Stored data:
————————
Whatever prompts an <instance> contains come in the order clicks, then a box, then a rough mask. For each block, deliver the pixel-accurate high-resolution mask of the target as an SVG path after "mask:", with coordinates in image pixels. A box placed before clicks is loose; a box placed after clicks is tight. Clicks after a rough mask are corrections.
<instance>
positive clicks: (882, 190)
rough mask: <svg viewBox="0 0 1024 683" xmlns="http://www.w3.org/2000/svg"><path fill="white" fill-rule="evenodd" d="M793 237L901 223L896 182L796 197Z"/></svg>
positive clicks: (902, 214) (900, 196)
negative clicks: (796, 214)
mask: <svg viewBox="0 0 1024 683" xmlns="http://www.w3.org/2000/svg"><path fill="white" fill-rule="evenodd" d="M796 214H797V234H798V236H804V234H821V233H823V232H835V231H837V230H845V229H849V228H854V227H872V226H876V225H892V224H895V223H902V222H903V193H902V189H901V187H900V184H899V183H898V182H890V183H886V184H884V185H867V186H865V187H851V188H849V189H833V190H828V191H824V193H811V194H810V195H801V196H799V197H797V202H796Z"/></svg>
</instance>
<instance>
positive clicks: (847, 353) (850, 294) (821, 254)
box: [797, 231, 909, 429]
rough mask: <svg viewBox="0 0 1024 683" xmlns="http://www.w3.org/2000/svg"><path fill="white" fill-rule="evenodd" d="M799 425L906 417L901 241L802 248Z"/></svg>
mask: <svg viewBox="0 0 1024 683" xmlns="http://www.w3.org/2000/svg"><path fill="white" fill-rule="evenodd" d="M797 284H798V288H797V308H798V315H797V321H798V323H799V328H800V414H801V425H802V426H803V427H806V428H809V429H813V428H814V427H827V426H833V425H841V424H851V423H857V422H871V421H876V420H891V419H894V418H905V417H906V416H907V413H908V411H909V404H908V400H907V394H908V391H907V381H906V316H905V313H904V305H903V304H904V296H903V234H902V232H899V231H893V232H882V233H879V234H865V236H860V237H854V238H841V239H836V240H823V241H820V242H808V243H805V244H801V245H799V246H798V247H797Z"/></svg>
————————
_TO DO:_ Rewrite all of the entries above, changing every "rough mask" to "coarse mask" and leaving everything else as it is.

_OUTPUT BELOW:_
Whatever prompts an <instance> contains come in the order clicks, then a box, then a coarse mask. For each block, deliver the pixel-accurate high-resolution mask of the target as an SVG path after "mask:", with coordinates in image pixels. A box placed before clicks is loose; a box placed after clicks is tight. Clicks after a coarse mask are corrections.
<instance>
positive clicks: (882, 190)
coarse mask: <svg viewBox="0 0 1024 683" xmlns="http://www.w3.org/2000/svg"><path fill="white" fill-rule="evenodd" d="M793 237L901 223L896 182L796 197Z"/></svg>
positive clicks: (902, 214) (900, 196)
negative clicks: (796, 214)
mask: <svg viewBox="0 0 1024 683" xmlns="http://www.w3.org/2000/svg"><path fill="white" fill-rule="evenodd" d="M796 214H797V234H798V236H804V234H821V233H823V232H835V231H837V230H845V229H849V228H854V227H872V226H876V225H892V224H895V223H902V222H903V193H902V189H901V187H900V184H899V183H898V182H890V183H886V184H884V185H867V186H865V187H851V188H849V189H833V190H828V191H824V193H811V194H810V195H801V196H799V197H797V202H796Z"/></svg>
</instance>
<instance>
positive clicks: (847, 353) (850, 294) (821, 254)
box: [797, 231, 909, 429]
coarse mask: <svg viewBox="0 0 1024 683" xmlns="http://www.w3.org/2000/svg"><path fill="white" fill-rule="evenodd" d="M799 425L906 417L901 241L802 248Z"/></svg>
mask: <svg viewBox="0 0 1024 683" xmlns="http://www.w3.org/2000/svg"><path fill="white" fill-rule="evenodd" d="M797 284H798V288H797V308H798V315H797V321H798V323H799V328H800V414H801V425H802V426H803V427H806V428H809V429H813V428H814V427H827V426H833V425H841V424H851V423H857V422H871V421H876V420H891V419H894V418H905V417H906V416H907V413H908V411H909V404H908V400H907V394H908V391H907V381H906V316H905V313H904V305H903V304H904V296H903V234H902V232H899V231H893V232H882V233H879V234H865V236H860V237H854V238H841V239H836V240H823V241H820V242H808V243H805V244H801V245H799V246H798V247H797Z"/></svg>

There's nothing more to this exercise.